_DESCRIPTION OF THE TASK:_
Can you print the following lines again with no changes at all?

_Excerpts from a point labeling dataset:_
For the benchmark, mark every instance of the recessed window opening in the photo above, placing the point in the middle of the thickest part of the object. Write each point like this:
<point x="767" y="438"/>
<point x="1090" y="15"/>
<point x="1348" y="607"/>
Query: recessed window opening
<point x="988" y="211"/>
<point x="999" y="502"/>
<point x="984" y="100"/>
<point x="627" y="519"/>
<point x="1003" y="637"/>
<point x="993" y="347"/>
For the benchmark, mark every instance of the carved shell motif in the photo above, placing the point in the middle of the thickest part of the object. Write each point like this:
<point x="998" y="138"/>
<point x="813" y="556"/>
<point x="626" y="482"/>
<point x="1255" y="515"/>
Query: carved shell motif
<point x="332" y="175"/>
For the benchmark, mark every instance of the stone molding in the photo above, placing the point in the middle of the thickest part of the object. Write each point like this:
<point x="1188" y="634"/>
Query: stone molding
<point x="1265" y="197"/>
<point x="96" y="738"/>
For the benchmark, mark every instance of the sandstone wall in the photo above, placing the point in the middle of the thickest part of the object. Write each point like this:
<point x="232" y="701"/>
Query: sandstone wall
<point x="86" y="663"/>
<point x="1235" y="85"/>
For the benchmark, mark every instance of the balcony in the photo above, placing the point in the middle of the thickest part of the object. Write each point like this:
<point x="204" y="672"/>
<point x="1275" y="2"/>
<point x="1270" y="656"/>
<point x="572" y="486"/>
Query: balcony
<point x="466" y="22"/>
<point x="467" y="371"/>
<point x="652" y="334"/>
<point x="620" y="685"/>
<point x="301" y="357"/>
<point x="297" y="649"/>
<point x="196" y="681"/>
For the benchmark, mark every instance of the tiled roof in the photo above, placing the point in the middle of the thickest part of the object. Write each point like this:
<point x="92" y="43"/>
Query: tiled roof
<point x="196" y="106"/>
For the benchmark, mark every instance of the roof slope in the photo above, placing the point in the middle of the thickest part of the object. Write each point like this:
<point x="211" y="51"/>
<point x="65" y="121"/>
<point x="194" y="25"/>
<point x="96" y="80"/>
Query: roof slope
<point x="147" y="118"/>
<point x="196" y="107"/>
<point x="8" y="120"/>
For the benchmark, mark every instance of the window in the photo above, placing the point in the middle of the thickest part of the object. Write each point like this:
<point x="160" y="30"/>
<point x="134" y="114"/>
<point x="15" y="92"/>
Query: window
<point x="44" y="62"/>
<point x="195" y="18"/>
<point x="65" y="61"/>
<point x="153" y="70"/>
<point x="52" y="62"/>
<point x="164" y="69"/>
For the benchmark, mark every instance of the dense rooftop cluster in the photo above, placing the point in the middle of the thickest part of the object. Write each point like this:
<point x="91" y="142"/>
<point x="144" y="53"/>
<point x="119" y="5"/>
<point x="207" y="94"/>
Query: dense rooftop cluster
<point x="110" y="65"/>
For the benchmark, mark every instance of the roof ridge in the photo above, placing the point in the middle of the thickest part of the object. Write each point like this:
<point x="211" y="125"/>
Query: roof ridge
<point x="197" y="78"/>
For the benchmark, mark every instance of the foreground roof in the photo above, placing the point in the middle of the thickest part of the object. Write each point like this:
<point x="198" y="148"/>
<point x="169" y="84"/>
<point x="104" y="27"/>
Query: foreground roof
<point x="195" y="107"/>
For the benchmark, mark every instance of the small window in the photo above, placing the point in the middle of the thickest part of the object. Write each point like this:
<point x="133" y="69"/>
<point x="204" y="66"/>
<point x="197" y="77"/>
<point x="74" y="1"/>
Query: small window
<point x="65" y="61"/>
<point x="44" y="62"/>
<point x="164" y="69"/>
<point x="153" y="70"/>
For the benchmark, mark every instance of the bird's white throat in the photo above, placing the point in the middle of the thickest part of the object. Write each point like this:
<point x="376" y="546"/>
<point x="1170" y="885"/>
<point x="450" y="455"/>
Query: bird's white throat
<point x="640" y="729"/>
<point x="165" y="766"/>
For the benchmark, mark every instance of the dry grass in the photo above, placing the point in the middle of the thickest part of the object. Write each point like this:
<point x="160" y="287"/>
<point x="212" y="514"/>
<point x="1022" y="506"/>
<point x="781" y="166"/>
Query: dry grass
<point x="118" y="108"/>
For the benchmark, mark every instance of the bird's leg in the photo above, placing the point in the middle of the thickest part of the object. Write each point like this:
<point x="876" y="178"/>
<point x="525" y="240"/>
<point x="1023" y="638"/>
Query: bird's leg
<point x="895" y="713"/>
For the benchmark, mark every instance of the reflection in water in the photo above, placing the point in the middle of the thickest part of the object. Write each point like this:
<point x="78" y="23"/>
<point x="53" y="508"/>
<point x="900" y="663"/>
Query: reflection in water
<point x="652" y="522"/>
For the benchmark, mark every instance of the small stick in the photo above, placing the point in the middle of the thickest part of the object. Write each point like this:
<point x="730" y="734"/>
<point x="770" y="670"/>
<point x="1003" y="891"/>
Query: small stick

_SOLUTION FOR THIS EXERCISE:_
For the benchmark, mark every instance of the recessed window opening in the photo above, placing the point in the middle of the thickest part of the object. Write each point like this:
<point x="767" y="438"/>
<point x="1090" y="15"/>
<point x="1348" y="607"/>
Query: recessed window opening
<point x="988" y="211"/>
<point x="999" y="502"/>
<point x="984" y="100"/>
<point x="627" y="519"/>
<point x="1003" y="637"/>
<point x="993" y="347"/>
For the benchmark, mark every instance of the carved shell motif in the photo above, placing the point in the middle of the thickest part of the object. Write each point like this:
<point x="998" y="138"/>
<point x="813" y="556"/>
<point x="626" y="482"/>
<point x="1255" y="515"/>
Query: carved shell motif
<point x="332" y="175"/>
For the benchmark, mark every instance of the stone molding in the photo above, placing the point in the middle of the thickest part of the object. Write each point like this:
<point x="1188" y="634"/>
Query: stone molding
<point x="1265" y="197"/>
<point x="96" y="738"/>
For the benchmark, mark every instance of the sandstone wall in the photo above, placing the point in the middle of the thickest part of the object. Write each point like this:
<point x="232" y="701"/>
Query: sandstone wall
<point x="86" y="663"/>
<point x="1235" y="85"/>
For the benchmark, mark every instance of the balcony in the photo above, placing the point in the middle of the thickest part of the object. Write each point like this:
<point x="204" y="672"/>
<point x="1275" y="2"/>
<point x="1270" y="656"/>
<point x="572" y="486"/>
Query: balcony
<point x="466" y="22"/>
<point x="467" y="371"/>
<point x="652" y="334"/>
<point x="620" y="685"/>
<point x="301" y="357"/>
<point x="297" y="649"/>
<point x="196" y="681"/>
For the benchmark, mark every instance of the tiled roof in the photo above, placing the point in the middle of the thickest part of the object. Write each point like this:
<point x="92" y="43"/>
Query: tiled roof
<point x="196" y="106"/>
For the benchmark, mark every instance of the roof slope in the photo above, placing the point in the middle of the thickest part of the object. Write each point like this:
<point x="211" y="51"/>
<point x="65" y="121"/>
<point x="194" y="25"/>
<point x="96" y="80"/>
Query: roof slope
<point x="147" y="118"/>
<point x="196" y="107"/>
<point x="8" y="120"/>
For the benchmark, mark every instance of the window in the photo above, placing the point in the middle of the thickest part of the object. Write each point like this:
<point x="160" y="30"/>
<point x="134" y="114"/>
<point x="15" y="92"/>
Query: window
<point x="44" y="62"/>
<point x="195" y="18"/>
<point x="65" y="61"/>
<point x="153" y="70"/>
<point x="52" y="62"/>
<point x="164" y="69"/>
For the benchmark, mark every instance of the dense rooftop cluster in the photo above, placing the point in the middle of the thickest part of the object. Write each point like this:
<point x="91" y="142"/>
<point x="144" y="53"/>
<point x="119" y="5"/>
<point x="207" y="94"/>
Query: dense rooftop cluster
<point x="110" y="65"/>
For the benchmark, mark every instance of the roof ridge in the photo above, placing the point in the middle of the thickest part of the object. Write each point like this:
<point x="211" y="125"/>
Query: roof ridge
<point x="197" y="78"/>
For the benchmark, mark every instance of the foreground roof in the photo above, placing the point in the middle of the thickest part of the object. Write each point like this:
<point x="198" y="148"/>
<point x="169" y="84"/>
<point x="104" y="27"/>
Query: foreground roof
<point x="195" y="107"/>
For the benchmark, mark every instance of the small window in the photo above, placing the point in the middle of the thickest part of the object. Write each point like this:
<point x="133" y="69"/>
<point x="204" y="66"/>
<point x="197" y="77"/>
<point x="74" y="1"/>
Query: small window
<point x="65" y="61"/>
<point x="44" y="62"/>
<point x="164" y="69"/>
<point x="153" y="70"/>
For the benchmark, mark every instance of the bird's white throat in the photo above, placing the point in the middle of the thickest part of the object. Write each point like this:
<point x="376" y="546"/>
<point x="1170" y="885"/>
<point x="450" y="455"/>
Query: bird's white throat
<point x="640" y="729"/>
<point x="165" y="766"/>
For the benchmark, mark every instance of the dry grass in the photo above, placing the point in the middle of the thickest part of the object. Write each point like this:
<point x="160" y="287"/>
<point x="212" y="514"/>
<point x="1022" y="506"/>
<point x="781" y="166"/>
Query: dry grass
<point x="118" y="108"/>
For the benchmark, mark every instance of the bird's leg in the photo above, placing the point in the middle of the thickest part of the object. Write each point like this:
<point x="876" y="178"/>
<point x="525" y="240"/>
<point x="1023" y="638"/>
Query: bird's leg
<point x="895" y="713"/>
For the benchmark, mark every instance of the reflection in water in the photo above, placing the point in the middle of the thickest part of the object. Write each point like this:
<point x="78" y="23"/>
<point x="53" y="508"/>
<point x="900" y="663"/>
Query: reflection in water
<point x="652" y="522"/>
For the benchmark, mark every instance of the small stick in the photo above, placing the point in the middle of the thickest part of the object. Write each point like this:
<point x="730" y="734"/>
<point x="770" y="670"/>
<point x="1003" y="891"/>
Query: small stick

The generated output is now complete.